● **About this exercise**
The data below holds the lines to copy: everything from the line containing "Target: grass pitch" to the line containing "Target: blurred background", both ends included, set down exactly.

* * *

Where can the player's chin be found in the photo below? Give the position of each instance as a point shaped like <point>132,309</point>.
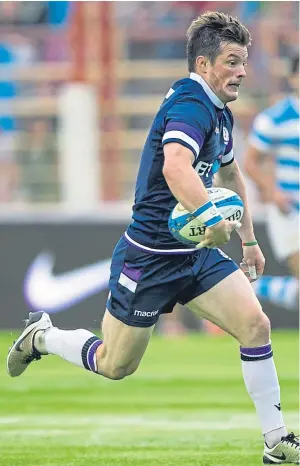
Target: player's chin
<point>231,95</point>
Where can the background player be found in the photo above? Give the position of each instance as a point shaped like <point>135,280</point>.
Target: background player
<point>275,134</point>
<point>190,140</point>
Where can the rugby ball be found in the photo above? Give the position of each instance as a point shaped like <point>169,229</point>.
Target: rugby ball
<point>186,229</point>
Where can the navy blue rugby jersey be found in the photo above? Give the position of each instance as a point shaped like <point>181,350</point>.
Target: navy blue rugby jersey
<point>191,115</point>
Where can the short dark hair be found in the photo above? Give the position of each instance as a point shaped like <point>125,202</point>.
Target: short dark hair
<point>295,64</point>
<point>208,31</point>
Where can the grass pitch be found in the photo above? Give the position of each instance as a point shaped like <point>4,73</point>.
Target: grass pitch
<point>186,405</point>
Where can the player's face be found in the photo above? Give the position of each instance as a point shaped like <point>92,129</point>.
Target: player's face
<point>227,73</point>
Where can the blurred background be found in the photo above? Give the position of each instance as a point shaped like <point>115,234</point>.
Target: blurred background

* * *

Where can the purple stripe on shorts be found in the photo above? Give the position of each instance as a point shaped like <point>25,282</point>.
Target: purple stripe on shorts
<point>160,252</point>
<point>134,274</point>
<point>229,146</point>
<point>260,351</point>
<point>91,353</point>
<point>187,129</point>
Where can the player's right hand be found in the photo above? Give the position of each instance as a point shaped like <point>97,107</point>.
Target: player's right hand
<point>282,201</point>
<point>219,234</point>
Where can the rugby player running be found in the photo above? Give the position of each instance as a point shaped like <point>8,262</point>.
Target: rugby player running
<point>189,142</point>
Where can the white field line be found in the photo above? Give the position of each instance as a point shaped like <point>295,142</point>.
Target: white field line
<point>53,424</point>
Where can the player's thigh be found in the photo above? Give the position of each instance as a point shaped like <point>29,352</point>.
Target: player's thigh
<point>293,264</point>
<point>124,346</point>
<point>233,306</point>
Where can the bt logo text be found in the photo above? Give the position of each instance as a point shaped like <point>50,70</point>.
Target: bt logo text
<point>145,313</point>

* * *

● **Problem solution**
Target: grass pitch
<point>186,405</point>
Where can the player's face be found in the photo above? Give the position of each instance as a point shaped like <point>92,129</point>.
Target: player's face
<point>227,73</point>
Where can the blurred background be found in the photo above? Give the position of each instance as a point shaped like <point>115,234</point>.
Target: blurred background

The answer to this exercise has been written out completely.